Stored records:
--- START ---
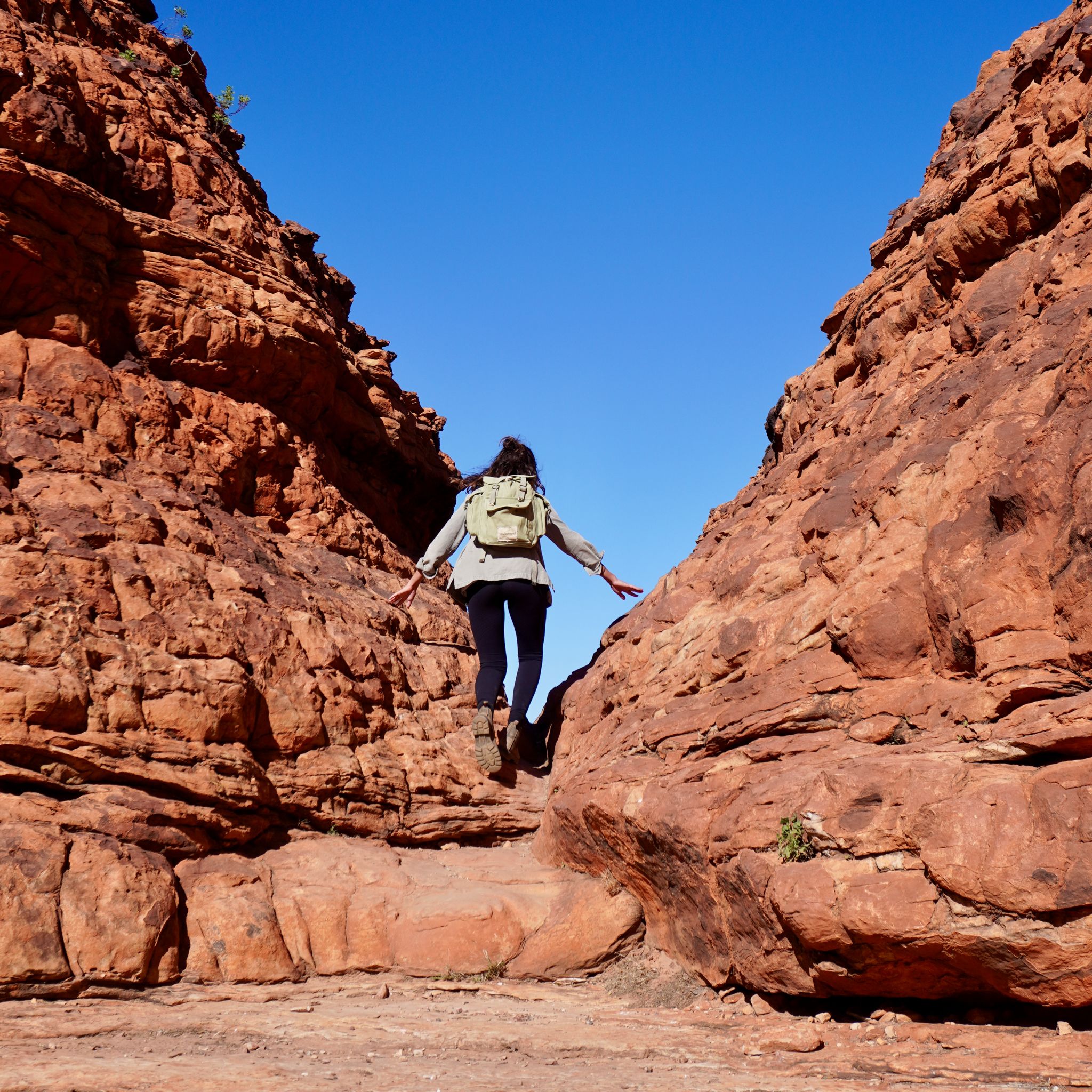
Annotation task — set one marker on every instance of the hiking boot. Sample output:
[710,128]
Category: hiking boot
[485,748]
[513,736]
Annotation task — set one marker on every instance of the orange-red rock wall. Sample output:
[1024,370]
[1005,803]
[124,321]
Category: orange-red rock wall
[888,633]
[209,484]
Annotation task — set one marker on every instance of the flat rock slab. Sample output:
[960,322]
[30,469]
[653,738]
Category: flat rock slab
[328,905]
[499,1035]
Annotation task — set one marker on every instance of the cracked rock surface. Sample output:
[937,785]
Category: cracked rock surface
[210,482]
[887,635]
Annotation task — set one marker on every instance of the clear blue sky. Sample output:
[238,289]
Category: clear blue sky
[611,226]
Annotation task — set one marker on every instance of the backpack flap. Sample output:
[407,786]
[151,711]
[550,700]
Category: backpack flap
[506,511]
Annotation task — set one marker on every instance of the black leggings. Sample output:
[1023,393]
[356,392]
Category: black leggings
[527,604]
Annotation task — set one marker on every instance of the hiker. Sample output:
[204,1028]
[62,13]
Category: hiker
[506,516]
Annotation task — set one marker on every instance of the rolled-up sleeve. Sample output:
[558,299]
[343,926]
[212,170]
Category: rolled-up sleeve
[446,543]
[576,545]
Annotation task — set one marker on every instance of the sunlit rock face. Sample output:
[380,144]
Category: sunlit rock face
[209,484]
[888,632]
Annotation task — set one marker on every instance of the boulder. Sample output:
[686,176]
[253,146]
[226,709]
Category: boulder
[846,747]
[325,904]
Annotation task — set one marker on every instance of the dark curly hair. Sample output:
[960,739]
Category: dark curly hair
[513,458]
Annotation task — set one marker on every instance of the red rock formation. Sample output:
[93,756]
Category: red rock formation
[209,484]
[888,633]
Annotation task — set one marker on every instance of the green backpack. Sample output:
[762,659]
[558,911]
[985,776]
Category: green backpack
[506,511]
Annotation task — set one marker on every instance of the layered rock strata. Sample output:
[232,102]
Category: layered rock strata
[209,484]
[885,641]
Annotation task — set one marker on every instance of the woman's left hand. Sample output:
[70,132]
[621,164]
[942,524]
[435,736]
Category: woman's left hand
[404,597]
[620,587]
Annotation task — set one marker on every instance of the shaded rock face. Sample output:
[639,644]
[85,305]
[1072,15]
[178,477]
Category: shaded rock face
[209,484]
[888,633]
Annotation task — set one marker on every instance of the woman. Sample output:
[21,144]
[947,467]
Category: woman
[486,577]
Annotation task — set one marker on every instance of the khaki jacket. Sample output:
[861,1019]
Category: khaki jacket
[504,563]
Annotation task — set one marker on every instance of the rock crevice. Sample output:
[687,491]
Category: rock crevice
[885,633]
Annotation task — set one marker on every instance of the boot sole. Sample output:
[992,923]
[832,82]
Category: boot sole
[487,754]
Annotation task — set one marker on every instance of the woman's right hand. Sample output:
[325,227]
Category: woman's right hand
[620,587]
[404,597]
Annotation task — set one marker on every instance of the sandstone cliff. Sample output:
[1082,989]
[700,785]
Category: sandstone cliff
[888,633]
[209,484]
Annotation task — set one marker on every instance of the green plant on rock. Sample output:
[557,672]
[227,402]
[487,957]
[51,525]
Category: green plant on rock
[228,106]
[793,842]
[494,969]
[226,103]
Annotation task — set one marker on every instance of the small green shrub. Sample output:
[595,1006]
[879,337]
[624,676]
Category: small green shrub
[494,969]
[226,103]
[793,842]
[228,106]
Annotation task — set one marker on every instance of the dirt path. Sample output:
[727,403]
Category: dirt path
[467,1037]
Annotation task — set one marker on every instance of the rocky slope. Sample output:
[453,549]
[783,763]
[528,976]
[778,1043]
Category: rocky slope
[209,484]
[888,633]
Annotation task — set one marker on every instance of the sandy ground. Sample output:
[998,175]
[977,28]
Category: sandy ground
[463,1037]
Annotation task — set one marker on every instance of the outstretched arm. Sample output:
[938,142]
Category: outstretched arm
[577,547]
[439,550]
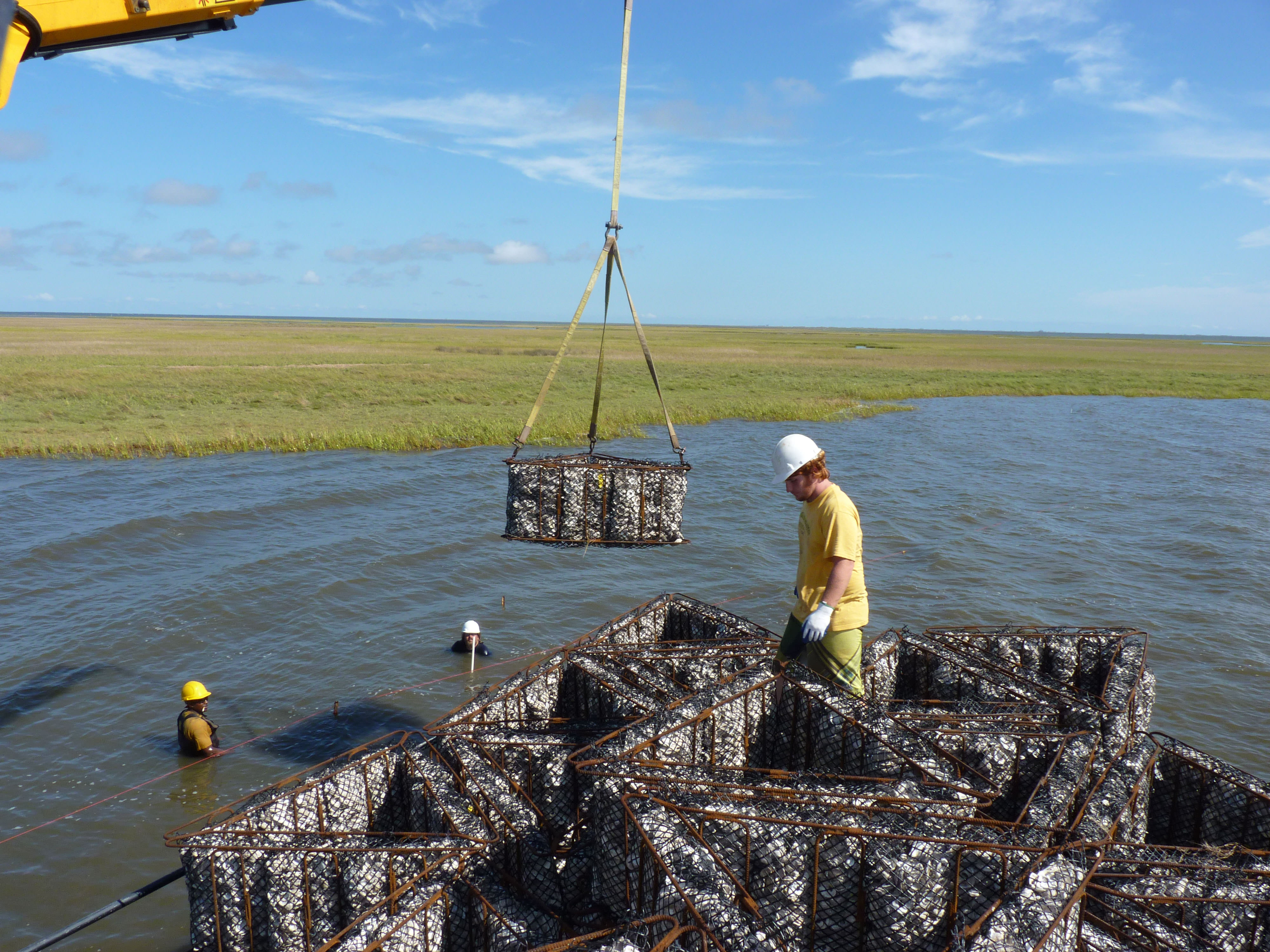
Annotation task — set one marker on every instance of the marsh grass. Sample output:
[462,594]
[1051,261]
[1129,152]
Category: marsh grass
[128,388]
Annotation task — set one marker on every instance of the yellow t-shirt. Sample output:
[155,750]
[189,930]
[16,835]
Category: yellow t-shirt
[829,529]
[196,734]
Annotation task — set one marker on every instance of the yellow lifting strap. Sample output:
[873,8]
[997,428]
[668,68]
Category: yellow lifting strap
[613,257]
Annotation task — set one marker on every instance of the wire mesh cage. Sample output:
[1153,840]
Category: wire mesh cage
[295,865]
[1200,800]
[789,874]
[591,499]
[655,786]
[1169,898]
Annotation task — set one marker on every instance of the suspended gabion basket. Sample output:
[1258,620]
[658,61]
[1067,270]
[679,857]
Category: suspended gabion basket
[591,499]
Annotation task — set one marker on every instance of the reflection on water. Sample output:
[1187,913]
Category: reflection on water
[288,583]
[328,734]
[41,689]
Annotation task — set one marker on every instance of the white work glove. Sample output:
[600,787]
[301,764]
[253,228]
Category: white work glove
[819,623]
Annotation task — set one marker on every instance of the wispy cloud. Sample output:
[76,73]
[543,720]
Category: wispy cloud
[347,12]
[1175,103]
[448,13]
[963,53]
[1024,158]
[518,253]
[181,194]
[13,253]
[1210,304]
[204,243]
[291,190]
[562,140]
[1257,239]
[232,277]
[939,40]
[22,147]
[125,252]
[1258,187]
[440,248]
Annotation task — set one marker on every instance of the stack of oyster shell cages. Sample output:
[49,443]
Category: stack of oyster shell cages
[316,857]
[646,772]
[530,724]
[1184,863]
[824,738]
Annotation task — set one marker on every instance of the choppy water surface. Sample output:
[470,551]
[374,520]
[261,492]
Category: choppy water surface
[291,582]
--- END ---
--- START ---
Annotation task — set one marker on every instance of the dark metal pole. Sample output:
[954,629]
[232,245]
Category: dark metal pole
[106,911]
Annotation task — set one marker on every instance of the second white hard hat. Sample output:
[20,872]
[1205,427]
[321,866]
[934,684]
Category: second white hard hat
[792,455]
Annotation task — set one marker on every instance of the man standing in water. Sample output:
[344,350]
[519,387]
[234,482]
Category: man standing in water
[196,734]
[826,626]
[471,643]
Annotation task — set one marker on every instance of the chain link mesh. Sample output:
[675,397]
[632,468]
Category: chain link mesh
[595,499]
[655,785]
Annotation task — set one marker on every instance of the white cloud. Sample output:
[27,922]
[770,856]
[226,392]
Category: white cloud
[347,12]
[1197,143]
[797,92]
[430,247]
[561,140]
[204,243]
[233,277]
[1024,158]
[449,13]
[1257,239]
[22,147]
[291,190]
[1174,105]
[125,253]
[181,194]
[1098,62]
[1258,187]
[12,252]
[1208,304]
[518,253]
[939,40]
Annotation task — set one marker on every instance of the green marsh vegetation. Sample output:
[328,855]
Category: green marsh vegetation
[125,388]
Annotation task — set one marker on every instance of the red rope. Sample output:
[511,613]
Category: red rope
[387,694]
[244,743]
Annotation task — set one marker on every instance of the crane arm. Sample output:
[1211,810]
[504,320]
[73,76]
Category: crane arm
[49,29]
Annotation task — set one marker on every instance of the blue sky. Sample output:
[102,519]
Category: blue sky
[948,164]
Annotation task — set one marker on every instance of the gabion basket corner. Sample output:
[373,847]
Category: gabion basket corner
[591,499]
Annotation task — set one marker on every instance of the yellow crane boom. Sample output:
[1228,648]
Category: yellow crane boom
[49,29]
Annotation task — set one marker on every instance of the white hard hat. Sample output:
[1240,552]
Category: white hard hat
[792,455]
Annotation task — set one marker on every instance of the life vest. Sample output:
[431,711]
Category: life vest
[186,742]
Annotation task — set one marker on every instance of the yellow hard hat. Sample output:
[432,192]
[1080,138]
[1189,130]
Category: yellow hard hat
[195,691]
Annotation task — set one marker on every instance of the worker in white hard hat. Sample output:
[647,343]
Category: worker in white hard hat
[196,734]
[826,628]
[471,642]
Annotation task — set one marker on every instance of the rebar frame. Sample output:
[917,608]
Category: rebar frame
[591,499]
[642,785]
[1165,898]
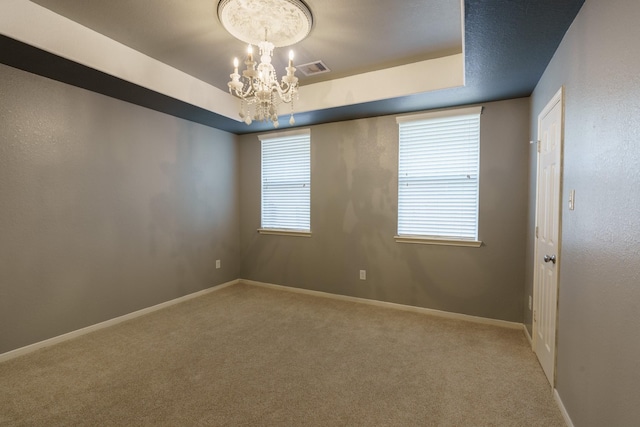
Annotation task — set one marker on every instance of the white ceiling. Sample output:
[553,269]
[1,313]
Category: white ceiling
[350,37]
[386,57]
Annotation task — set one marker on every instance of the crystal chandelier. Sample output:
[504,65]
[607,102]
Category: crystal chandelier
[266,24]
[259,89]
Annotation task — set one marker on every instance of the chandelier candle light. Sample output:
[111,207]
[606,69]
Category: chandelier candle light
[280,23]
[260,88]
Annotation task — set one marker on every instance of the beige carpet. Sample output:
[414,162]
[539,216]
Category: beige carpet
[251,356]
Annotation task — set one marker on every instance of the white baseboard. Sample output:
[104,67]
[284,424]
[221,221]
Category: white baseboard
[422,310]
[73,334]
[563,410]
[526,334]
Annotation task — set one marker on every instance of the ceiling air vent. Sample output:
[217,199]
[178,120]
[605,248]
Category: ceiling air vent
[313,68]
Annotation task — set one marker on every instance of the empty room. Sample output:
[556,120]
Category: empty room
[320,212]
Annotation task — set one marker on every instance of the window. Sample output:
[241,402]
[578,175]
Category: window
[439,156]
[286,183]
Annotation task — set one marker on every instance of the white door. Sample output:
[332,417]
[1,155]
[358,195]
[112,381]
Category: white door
--- END ---
--- START ---
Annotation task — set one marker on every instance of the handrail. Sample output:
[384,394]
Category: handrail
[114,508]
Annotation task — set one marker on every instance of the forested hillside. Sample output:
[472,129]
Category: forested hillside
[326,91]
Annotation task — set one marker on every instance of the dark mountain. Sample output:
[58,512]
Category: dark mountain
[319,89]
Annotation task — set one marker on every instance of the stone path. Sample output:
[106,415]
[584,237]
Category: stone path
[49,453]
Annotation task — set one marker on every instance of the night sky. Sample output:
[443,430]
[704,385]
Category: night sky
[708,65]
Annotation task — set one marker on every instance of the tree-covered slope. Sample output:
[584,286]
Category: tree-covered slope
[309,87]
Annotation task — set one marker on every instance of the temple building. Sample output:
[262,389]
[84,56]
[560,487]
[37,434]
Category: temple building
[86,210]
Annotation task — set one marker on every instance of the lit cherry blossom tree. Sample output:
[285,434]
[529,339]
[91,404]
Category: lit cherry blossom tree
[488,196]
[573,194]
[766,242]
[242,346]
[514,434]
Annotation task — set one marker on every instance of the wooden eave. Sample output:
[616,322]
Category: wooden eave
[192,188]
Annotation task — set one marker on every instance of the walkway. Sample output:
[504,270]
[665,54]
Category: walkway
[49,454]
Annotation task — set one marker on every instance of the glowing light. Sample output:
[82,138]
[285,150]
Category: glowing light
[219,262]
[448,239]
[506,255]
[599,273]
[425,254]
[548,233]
--- END ---
• **How to complete this task**: For the word "door", find every line in the data that holds it and copy that line.

• **Response**:
Annotation task — set one marker on every instance of the white door. Sample output:
Category: white door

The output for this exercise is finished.